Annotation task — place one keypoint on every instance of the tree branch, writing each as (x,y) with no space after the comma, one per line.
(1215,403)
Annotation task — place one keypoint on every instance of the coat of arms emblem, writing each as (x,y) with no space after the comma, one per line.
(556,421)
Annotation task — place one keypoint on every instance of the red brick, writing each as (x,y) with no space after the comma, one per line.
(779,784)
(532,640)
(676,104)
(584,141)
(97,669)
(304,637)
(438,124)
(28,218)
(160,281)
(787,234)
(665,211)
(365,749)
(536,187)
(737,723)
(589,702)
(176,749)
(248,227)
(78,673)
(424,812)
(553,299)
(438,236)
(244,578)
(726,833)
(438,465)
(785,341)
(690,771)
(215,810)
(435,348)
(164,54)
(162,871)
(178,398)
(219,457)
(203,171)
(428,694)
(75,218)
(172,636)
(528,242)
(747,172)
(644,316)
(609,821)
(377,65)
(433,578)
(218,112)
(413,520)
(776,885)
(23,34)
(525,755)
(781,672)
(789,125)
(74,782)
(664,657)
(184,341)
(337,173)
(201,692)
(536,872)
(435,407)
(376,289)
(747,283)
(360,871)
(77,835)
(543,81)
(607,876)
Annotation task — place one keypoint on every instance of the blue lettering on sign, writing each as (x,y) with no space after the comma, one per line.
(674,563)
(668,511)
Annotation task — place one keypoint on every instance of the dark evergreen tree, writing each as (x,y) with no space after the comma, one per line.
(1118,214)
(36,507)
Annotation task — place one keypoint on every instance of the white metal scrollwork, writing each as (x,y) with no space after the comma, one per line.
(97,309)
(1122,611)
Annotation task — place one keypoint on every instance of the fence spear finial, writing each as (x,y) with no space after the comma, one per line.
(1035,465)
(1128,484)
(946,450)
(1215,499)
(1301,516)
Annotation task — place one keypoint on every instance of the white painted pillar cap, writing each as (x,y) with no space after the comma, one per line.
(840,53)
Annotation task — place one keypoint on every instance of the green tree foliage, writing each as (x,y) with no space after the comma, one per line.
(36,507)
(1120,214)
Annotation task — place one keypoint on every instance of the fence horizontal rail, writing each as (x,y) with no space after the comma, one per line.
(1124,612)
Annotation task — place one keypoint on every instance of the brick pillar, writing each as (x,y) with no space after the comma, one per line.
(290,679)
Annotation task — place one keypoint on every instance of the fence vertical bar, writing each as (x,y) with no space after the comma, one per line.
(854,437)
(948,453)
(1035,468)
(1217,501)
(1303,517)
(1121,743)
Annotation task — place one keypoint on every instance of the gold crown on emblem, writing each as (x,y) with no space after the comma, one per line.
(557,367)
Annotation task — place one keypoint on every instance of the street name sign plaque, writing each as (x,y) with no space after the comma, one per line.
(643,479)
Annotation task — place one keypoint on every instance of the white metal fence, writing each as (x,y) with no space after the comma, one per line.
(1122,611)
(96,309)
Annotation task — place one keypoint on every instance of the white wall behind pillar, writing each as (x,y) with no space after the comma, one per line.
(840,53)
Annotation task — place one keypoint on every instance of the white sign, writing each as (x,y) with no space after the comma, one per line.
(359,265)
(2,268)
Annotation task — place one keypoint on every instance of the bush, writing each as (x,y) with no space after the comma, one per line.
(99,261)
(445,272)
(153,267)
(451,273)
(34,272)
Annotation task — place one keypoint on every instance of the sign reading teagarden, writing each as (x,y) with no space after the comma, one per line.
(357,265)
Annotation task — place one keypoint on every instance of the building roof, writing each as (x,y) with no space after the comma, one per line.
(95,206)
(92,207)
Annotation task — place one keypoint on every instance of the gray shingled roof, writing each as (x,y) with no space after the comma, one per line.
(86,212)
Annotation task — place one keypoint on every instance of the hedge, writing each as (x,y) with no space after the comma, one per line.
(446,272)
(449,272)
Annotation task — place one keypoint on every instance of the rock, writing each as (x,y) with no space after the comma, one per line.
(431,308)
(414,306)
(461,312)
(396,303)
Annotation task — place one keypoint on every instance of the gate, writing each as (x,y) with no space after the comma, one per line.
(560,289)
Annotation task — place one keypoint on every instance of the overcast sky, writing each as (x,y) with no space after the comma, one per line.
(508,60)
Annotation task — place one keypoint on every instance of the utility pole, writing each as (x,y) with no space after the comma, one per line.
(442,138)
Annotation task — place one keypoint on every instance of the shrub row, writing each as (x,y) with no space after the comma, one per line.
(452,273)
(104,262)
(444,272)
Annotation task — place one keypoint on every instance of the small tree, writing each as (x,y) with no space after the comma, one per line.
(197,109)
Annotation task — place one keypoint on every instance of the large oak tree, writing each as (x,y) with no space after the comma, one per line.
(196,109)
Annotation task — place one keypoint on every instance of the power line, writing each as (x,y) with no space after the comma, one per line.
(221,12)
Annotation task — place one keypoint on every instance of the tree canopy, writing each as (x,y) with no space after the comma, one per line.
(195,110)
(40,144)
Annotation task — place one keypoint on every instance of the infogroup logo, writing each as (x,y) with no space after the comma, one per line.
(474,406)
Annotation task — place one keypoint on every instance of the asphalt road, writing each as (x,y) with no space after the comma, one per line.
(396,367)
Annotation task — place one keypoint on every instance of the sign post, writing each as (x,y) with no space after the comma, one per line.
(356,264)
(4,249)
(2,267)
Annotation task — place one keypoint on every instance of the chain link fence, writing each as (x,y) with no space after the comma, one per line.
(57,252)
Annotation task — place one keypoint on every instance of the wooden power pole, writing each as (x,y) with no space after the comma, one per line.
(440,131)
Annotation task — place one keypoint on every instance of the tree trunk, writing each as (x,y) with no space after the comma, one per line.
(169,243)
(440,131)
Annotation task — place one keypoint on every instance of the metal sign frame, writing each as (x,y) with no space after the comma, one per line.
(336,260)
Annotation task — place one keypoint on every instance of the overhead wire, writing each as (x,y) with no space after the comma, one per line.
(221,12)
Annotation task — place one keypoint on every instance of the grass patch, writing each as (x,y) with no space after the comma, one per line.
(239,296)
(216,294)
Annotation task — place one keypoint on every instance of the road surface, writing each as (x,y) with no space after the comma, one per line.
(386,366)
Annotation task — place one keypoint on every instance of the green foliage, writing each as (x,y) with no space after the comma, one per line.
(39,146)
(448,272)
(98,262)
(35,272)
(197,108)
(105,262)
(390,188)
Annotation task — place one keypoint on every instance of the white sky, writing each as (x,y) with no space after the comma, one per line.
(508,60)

++++++

GOAL OF THE EXERCISE
Reproduce the whole listing above word for word, keeping every line in its original order.

EXERCISE ANSWER
Annotation task — place one keypoint on every instance of the tree branch, writing each as (x,y) with no space after the comma, one per line.
(1215,403)
Annotation task — place one keypoint on every instance of the coat of arms emblem, writing each as (x,y) with no space after the comma, one per line.
(556,421)
Annotation task — place one keypoint on every instance of the red brick, writing each as (x,y) with no space after the comma, one per line.
(779,784)
(532,640)
(676,104)
(584,141)
(97,669)
(304,637)
(438,124)
(28,218)
(160,281)
(787,234)
(665,211)
(365,749)
(536,187)
(737,723)
(589,702)
(176,749)
(248,227)
(78,673)
(424,812)
(553,299)
(438,236)
(244,578)
(726,833)
(438,465)
(785,341)
(690,771)
(215,810)
(435,348)
(164,54)
(162,871)
(178,398)
(219,457)
(203,171)
(428,694)
(75,218)
(172,636)
(528,242)
(747,172)
(644,316)
(609,821)
(377,65)
(433,578)
(218,112)
(413,520)
(776,885)
(23,34)
(525,755)
(781,672)
(789,125)
(74,782)
(664,657)
(184,341)
(337,173)
(201,692)
(536,872)
(435,407)
(376,289)
(747,283)
(360,871)
(77,835)
(543,81)
(607,876)
Annotation task — place one keypoint on every instance of the blue lettering on sign, writing each as (x,y) with no space after the comma, one per line.
(674,563)
(668,511)
Annotation task — place one keypoint on every instance of the dark evergreen tree, writing each as (x,y) with no space after the comma, one per line.
(1118,214)
(36,507)
Annotation task — place one keypoint on every instance of the white metal scrollwork, writing each as (x,y) with no space after the comma, one per line.
(97,309)
(1122,611)
Annotation task — place one keypoint on every instance of the fence spear finial, writing each as (x,y) with no space after the comma, one per line.
(1035,465)
(1128,484)
(946,450)
(1215,499)
(1301,516)
Annotation task — place one keypoint on every instance of the white painted pillar cap, writing each as (x,y) with no space after the comma, one per line.
(840,53)
Annotation task — place one keypoint on every instance of the green tree foliage, writing each as (x,y) with no space after the comma, one per line.
(36,507)
(1120,214)
Annotation task — place one keypoint on every instance of the fence horizontal rail, writing each as (x,y) with no space after the comma, one per line.
(1124,612)
Annotation task — place one keypoint on every instance of the brick pillar, writing each as (x,y) with no space after the comma, one per line.
(290,679)
Annotation task — place one keypoint on every instance of the fence vertical bar, writing each as (x,y) with no space after the comma, one per line.
(854,437)
(948,453)
(1035,468)
(1217,501)
(1303,517)
(1121,743)
Annotation task — place one keypoint on every instance of the gold crown on emblem, writing each as (x,y) with no space after the comma, one per line.
(557,367)
Annotation task — place one keypoint on every instance of the street name sign plaque, writing each as (x,y) with no space after the comma, one per line.
(643,479)
Annotation task — place one keypoint on every instance of the white metal fence, writing each as (x,y) with no space after the comma, one per line.
(1122,611)
(96,309)
Annotation task — place one keypoint on every instance of the white wall behind pillar, writing each as (x,y) with no space after the comma, one per line.
(840,53)
Annotation task — place one keypoint on every instance of the white sign, writing each as (x,y) with no space after the comma, one per line.
(359,265)
(2,268)
Annotation task — place one keypoint on every instance of the bush, writing each as (x,y) with no space after the comma, one per line.
(99,261)
(445,272)
(153,267)
(451,273)
(34,272)
Annotation task — place one keypoint on every instance of the sign reading teagarden, writing each as (x,y) with no space after the comma, one per line.
(357,265)
Annotation task — place one keypoint on every instance of the building roof, writing each as (x,y) with no space after the comma, one per line.
(95,206)
(92,207)
Annotation task — place one keypoint on every instance of the gray shingled roof, writing each as (x,y) with no space after the comma, one per line.
(86,212)
Annotation task — place one keypoint on every instance of the hedge, writing each as (x,y) with no space after the comma, one per line.
(446,272)
(449,272)
Annotation task — place one keypoint on every instance of the rock, writing each as (x,y) with no space after the comma, one per line.
(431,308)
(414,306)
(461,312)
(396,303)
Annotation task — place one keypoint on every instance of the gate, writing each as (x,y) with no space after the comma, one per line.
(560,289)
Annotation task — place one keypoint on every instance of the overcast sky, writing each as (x,y) with no space after the comma, one per line.
(508,60)
Annotation task — place one keypoint on every instance of the utility pole, writing each as (x,y) with no space after the comma, one per line.
(442,138)
Annotation task — place one keypoint on every instance of the shrub row, writing each as (x,y) with no space after the comma, one per line.
(452,273)
(104,262)
(444,272)
Annotation task — place one keypoint on every instance of the small tree, writing each as (x,y) with no space after the comma, one per line.
(197,109)
Annotation task — place one keypoint on every instance of the large oak tree, writing each as (x,y) with no space after the comma, one per line.
(196,109)
Annotation task — place one keypoint on every instance of the power line, writing each as (x,y) with no space after the comma, one per line.
(221,12)
Annotation task — place one keypoint on every instance of the tree canopy, writing each as (x,y) with no space after the comma, one per line.
(195,110)
(40,144)
Annotation task — place one keypoint on every instance of the infogroup logo, writing each as (x,y) with no space after the comma, one per line.
(474,406)
Annotation task — place one keypoint on every instance of the asphalt road, writing each as (x,y) with no space after the comma, one per line.
(396,367)
Annotation task — place one keypoint on every instance of the sign post, writing each as (x,y) with no space after the comma, one per line.
(356,264)
(4,249)
(2,267)
Annotation task — place one keypoint on every instance of the chain link fence, writing each as (x,y) with no space after the comma, one per line.
(57,252)
Annotation task — place one keypoint on every instance of the wooden power pole, writing each as (x,y) with no space after the comma, one per line.
(440,131)
Annotation task — place one keypoint on every instance of the tree trunk, writing each as (x,y) with no space after the comma, one per line.
(169,243)
(440,131)
Annotation task — place one keypoint on every instance of the metal sign frame, writing each as (x,y) with no space after the comma, one per line.
(336,260)
Annotation task — place one keypoint on every instance of the overhead wire, writing each as (x,y) with no space after the comma, one per line.
(221,12)
Annotation task — place one keypoint on every instance of the grass patch, writing each as (x,y) with no space after the comma, one per line.
(239,296)
(216,294)
Annotation task — place one keypoint on every instance of the road surface, writing each as (x,y) with no space after the comma, one per line.
(386,366)
Annotation task — place one keypoint on every instance of the green foliage, writing each as (x,y) with no space after the comma, one per line.
(39,146)
(448,272)
(98,262)
(35,272)
(197,108)
(105,262)
(390,188)
Annotation task — place one keypoint on every instance of the white sky, writing each as (x,y) with no space after the comma, one per line.
(508,60)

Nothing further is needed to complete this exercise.